## To do:
Please quote the material exactly, every line of it.

START Recorded data

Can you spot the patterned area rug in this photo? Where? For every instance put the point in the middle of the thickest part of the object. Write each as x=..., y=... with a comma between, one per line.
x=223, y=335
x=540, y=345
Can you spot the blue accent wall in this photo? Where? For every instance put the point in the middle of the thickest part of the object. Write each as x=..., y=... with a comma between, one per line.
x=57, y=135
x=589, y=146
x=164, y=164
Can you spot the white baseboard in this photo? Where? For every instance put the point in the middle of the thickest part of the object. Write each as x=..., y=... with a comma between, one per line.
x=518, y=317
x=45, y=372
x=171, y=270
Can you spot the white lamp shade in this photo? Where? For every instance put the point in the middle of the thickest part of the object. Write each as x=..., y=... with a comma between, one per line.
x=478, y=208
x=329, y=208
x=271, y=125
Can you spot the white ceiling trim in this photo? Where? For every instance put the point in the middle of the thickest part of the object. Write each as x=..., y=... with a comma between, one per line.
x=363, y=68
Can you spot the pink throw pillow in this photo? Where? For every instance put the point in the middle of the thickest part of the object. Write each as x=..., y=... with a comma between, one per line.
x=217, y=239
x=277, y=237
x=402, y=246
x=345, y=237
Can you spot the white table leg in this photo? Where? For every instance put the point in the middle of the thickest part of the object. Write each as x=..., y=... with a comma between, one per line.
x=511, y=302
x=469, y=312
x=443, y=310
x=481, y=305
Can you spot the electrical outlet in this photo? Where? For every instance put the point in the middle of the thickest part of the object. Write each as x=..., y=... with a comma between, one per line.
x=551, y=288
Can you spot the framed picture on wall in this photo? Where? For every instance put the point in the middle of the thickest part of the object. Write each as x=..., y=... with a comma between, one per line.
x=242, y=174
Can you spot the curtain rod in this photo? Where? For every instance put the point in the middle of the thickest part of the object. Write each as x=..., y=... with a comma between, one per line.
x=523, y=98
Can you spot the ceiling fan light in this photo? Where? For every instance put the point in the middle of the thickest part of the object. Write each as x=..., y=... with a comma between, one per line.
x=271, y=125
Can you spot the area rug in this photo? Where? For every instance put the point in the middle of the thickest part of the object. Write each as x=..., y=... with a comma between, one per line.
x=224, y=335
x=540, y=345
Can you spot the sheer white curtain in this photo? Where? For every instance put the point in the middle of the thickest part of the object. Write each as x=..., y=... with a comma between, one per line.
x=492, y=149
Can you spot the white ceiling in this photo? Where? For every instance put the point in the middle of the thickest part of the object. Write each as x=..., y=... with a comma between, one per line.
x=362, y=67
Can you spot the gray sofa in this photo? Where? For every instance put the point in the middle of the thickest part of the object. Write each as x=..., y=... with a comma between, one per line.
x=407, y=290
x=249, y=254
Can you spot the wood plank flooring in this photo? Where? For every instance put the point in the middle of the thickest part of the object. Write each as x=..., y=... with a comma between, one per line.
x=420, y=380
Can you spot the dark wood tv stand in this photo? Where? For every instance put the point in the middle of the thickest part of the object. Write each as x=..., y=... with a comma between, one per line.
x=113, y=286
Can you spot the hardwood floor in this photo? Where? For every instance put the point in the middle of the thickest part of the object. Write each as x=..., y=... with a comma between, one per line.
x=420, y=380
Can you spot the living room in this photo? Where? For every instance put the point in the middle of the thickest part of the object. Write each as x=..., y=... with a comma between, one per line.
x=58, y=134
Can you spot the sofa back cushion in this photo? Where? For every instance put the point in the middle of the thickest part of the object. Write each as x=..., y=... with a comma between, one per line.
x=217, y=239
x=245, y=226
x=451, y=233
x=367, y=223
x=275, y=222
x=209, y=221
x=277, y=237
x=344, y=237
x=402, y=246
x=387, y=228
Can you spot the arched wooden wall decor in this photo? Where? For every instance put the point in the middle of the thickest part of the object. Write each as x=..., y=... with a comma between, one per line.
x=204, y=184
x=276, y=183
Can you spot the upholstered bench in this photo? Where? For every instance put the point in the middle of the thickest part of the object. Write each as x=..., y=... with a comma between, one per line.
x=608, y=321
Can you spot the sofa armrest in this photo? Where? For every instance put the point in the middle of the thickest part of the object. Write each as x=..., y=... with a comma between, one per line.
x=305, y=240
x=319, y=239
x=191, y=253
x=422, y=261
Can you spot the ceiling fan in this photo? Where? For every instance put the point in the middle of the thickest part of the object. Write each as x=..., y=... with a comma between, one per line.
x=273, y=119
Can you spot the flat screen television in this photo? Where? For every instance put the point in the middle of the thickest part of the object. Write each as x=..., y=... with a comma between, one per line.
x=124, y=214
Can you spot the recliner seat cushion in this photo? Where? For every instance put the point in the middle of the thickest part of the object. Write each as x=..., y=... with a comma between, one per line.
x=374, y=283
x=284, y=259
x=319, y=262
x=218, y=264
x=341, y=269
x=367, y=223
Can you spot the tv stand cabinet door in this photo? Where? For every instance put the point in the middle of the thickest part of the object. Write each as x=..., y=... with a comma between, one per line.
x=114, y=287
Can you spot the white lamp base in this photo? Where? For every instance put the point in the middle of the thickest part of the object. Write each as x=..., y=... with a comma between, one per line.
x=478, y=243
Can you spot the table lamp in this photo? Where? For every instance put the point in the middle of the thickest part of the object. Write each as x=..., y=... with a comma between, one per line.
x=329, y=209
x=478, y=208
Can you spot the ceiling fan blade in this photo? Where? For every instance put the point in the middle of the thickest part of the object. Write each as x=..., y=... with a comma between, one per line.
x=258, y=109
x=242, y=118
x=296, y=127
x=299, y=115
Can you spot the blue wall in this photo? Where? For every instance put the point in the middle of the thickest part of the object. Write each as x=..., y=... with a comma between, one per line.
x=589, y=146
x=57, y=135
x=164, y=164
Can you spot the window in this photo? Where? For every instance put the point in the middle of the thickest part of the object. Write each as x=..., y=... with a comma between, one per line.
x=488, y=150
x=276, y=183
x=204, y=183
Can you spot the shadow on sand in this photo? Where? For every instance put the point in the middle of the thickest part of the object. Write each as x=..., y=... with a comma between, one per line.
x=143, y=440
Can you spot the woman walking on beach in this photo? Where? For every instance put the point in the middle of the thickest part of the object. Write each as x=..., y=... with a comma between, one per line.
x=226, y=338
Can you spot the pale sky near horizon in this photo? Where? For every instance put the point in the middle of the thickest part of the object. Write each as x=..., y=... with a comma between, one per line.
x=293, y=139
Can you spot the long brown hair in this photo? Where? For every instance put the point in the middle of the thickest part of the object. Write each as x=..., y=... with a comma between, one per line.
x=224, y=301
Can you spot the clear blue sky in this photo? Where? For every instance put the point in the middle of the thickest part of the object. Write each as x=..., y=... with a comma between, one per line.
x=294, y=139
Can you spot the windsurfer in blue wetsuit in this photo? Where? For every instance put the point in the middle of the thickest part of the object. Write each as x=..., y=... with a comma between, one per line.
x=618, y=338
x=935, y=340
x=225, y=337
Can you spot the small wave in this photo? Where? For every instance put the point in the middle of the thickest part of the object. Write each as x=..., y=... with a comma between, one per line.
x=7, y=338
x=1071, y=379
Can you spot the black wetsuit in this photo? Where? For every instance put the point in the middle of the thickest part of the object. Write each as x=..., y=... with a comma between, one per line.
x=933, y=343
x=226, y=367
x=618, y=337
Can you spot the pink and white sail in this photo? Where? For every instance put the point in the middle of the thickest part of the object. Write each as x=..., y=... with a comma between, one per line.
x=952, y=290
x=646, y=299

END Recorded data

## Exercise result:
Can you spot the patterned area rug in this photo? Where? For every instance put the point in the middle of the thickest part of the object. Write each as x=..., y=... with a comma between, one per line.
x=223, y=335
x=540, y=345
Can you spot the blue accent wall in this photo? Where? For every instance put the point in the middle of the thickest part of the object. Write each as x=..., y=... with a comma between, one per line.
x=57, y=135
x=589, y=146
x=164, y=164
Can you spot the white baseboard in this photo? Where? For every instance put the point in the middle of the thickest part of the object. Write each as x=..., y=... with a comma between, one per line.
x=518, y=317
x=45, y=372
x=171, y=270
Can you spot the white lamp shade in this photo? Where? For every instance put the point in the middle of the thickest part of the object. Write each as x=..., y=... with a comma between, one per line.
x=478, y=208
x=329, y=208
x=271, y=125
Can you spot the white ceiling trim in this photo? Where? For every instance put the point in the middle of the thickest part of the object. Write each as x=..., y=... with a comma between, one per line.
x=363, y=68
Can you spot the pink throw pillow in this photo? Where? For every instance put the point in the middle of the thickest part of the object. Write each as x=..., y=... with a comma between, one per line.
x=217, y=239
x=277, y=237
x=402, y=246
x=345, y=237
Can you spot the white table leg in this photo? Where? For every instance put the point in the middle of the thickest part of the object. Write each as x=..., y=... with a comma between, one per line.
x=511, y=302
x=469, y=312
x=443, y=310
x=481, y=305
Can you spot the electrical outlet in this photo? Where? For every instance put the point in the middle of the thickest part of the object. Write each as x=..., y=... with a comma between, one per line.
x=551, y=288
Can you spot the framed picture on wall in this photo? Where? For every instance put the point in the middle of the thickest part of the object. Write each as x=..., y=... with a comma between, one per line.
x=242, y=174
Can you spot the curtain rod in this photo? Where? For every instance put the point in the middle of the thickest part of the object. Write each as x=..., y=... with a comma between, one per line.
x=523, y=98
Can you spot the ceiling fan light in this photo? Where? For every instance put the point in the middle of the thickest part of the object. Write each as x=..., y=... with a comma between, one per line.
x=271, y=125
Can you spot the area rug in this photo? Where? For every instance put the point in the middle of the thickest part of the object. Write each as x=..., y=... with a comma between, one per line.
x=224, y=335
x=540, y=345
Can you spot the sheer white curtain in this photo? Where? For every instance put the point in the middle of the thickest part of the object. Write each as x=..., y=... with a comma between, one per line.
x=492, y=149
Can you spot the white ceiling in this photo? Where? For every instance put the point in the middle of the thickest part of the object. Write each as x=..., y=... with a comma between, one per line.
x=362, y=67
Can you spot the gray sofa in this photo? Where? For every instance put the point in the middle of the thickest part of the object. Write each as x=..., y=... with a comma between, one per line.
x=407, y=290
x=249, y=254
Can you spot the wood plank flooring in this photo? Where? For every instance put the point in the middle of the thickest part of the object. Write each as x=..., y=... with a comma between, one per line.
x=420, y=380
Can you spot the dark wood tv stand in this photo? Where? For every instance put the point in the middle of the thickest part of the object. Write each as x=..., y=... with a comma between, one per line.
x=113, y=286
Can you spot the hardwood floor in this photo? Where? For every instance put the point in the middle of the thickest part of the object. Write each as x=..., y=... with a comma between, one per line.
x=420, y=380
Can you spot the living room in this photo? Where? For every instance put the point in the middle of the thickest part of the object. Write each as x=..., y=... with a comma between, one per line.
x=58, y=134
Can you spot the sofa back cushion in this photo? Where? For every instance put the point in the middle of the thickest part of the object. Write each as x=..., y=... with a comma between, one per line.
x=217, y=239
x=245, y=226
x=451, y=233
x=367, y=223
x=275, y=222
x=209, y=221
x=277, y=237
x=344, y=237
x=402, y=246
x=387, y=228
Can you spot the arched wooden wall decor in this photo? Where? For every instance put the point in the middle of the thickest part of the object. Write each as x=..., y=... with a comma between, one per line.
x=204, y=184
x=276, y=183
Can you spot the upholstered bench in this photo? Where? For every instance put the point in the middle of the thickest part of the object. Write each as x=..., y=... with a comma between, one per line.
x=608, y=321
Can you spot the sofa armrest in this photo? Where? For every instance put the point in the middle of the thickest part of the object. Write each as x=..., y=... with a comma between, one per line.
x=305, y=240
x=319, y=239
x=191, y=253
x=422, y=261
Can you spot the ceiling fan in this photo? Where? For every instance put the point in the middle of the thickest part of the object. Write each as x=..., y=... with a comma between, one per line.
x=273, y=119
Can you spot the flat screen television in this photo? Where? For every instance put the point in the middle of the thickest part of the object. Write each as x=..., y=... with a comma between, one per line.
x=124, y=214
Can you spot the recliner seat cushion in this photo? Where? For every instance put the point in the middle of the thickest part of the object. Write each as x=..., y=... with a comma between, one per line.
x=374, y=283
x=284, y=259
x=319, y=262
x=218, y=264
x=341, y=269
x=367, y=223
Can you spot the tv stand cabinet door in this photo? Where? For every instance put the point in the middle of the thickest part of the object. Write each as x=..., y=... with a comma between, one per line.
x=114, y=287
Can you spot the white lamp base in this photo? Where? For every instance put the point in the middle of the thickest part of the object. Write each as x=..., y=... with a comma between, one per line.
x=478, y=243
Can you spot the table lamp in this photo? Where? For every instance put the point in the middle of the thickest part of the object. Write each as x=..., y=... with a comma between, one per line.
x=329, y=209
x=478, y=208
Can you spot the ceiling fan blade in this photo? Where? For every instance put the point in the middle of the thickest part of the object. Write each as x=..., y=... with a comma between, one per line.
x=258, y=109
x=242, y=118
x=296, y=127
x=299, y=115
Can you spot the blue wall in this photo? Where? For every instance put the point in the middle of the thickest part of the object. Write each as x=..., y=... with a comma between, one per line.
x=589, y=146
x=57, y=135
x=164, y=164
Can you spot the window in this photo? Where? For every instance put the point in the middle of the thickest part of the object. Write each as x=..., y=... with a comma between, one per line.
x=488, y=150
x=276, y=183
x=204, y=183
Can you spot the shadow on sand in this photo? Where? For every instance put the point in the middle of the thickest part of the object. Write each as x=..., y=... with a comma between, one per line.
x=143, y=440
Can you spot the woman walking on beach in this photo? Where? For every instance put the point in the middle of the thickest part of the object. Write each as x=..., y=... with a comma between, one per line.
x=226, y=338
Can you spot the pale sky near horizon in this photo? Where? For every instance put the point in the middle of the thickest part of the object. Write each as x=..., y=... with a comma between, one per line.
x=293, y=139
Can you spot the long brown hair in this photo? Where? For every instance put the point in the middle of the thickest part of the object. Write each as x=..., y=... with a comma between, one per line.
x=224, y=301
Can you spot the clear blue sky in this photo? Where? For every instance put the point in the middle of the thickest part of the object. Write each as x=..., y=... with a comma between, one per line.
x=294, y=139
Can you spot the windsurfer in blue wetsuit in this photo? Where? For every instance put the point in the middle of the thickest part of the object. Write each as x=..., y=... with a comma between, one per line.
x=618, y=338
x=935, y=340
x=225, y=337
Can you spot the small wave in this photo? Where? For every instance put the point in the middle of the thickest part of the object. Write each as x=..., y=... with a comma between, one per line.
x=7, y=338
x=1071, y=379
Can you spot the black wetsuit in this photo? Where? For every instance put the point in the middle of the thickest part of the object. Write each as x=..., y=... with a comma between, one per line.
x=933, y=343
x=226, y=367
x=618, y=337
Can you spot the pink and white sail in this photo? Where? For every instance put the point in the middle of the thickest part of the object. Write each as x=..., y=... with a comma between, one per line.
x=952, y=290
x=646, y=299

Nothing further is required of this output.